# Nails too long?



## peppertweety (May 5, 2018)

Hello 
Pepper's nails are looking pretty long..is it time for his first trim?
We've had for a little over 2 years, and he's never needed to go to the vet, so I'm nervous about taking him. When I've had to cover him while holding him, he always goes very calm, but I'm not sure he'd like being handled by a stranger. Will a Pedi Perch trim them, or should I take him to the vet?


----------



## Hunterkat (Mar 29, 2017)

They're quite long- he really needs a nail trim by the vet. The pedi-perches only keep them slightly duller than they might otherwise be. He might not like it but he'll be fine.


----------



## Cody (Sep 5, 2013)

I agree, let the vet trim them and you may want to consider having the vet remove the leg band as well.


----------



## Jesska (Apr 24, 2018)

I've been taught that this is a good guide to check your birds nails by: have them stand on a flat surface- If all the little 'foot bumps' aren't touching the surface (the nails are so long that the 'bumps' are hovering), its time for a trim. 
(More experienced people feel free to correct me if I'm off here)


----------



## peppertweety (May 5, 2018)

Thanks! I'll definitely take him in next week then, and ask about the leg band too


----------



## FaeryBee (May 9, 2011)

*I'm glad to hear you'll be taking Pepper in for a nail trim and to have his leg band removed.

He'll be much better off once both have been taken care of! :thumbsup:*


----------

▸ Provided data
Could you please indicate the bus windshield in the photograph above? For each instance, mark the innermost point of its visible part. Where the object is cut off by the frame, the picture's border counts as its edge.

▸ Given problem 1
In the nail-length thread, what does Hunterkat say pedi-perches do for the nails?
▸ Given problem 2
Reproduce everything in the nail-length thread from "## Cody (Sep" down to "I'm off here)", swapping "leg band" for "foot ring".

▸ Full answer 1
They only keep the nails slightly duller than they might otherwise be.

▸ Full answer 2
## Cody (Sep 5, 2013)

I agree, let the vet trim them and you may want to consider having the vet remove the foot ring as well.


----------



## Jesska (Apr 24, 2018)

I've been taught that this is a good guide to check your birds nails by: have them stand on a flat surface- If all the little 'foot bumps' aren't touching the surface (the nails are so long that the 'bumps' are hovering), its time for a trim. 
(More experienced people feel free to correct me if I'm off here)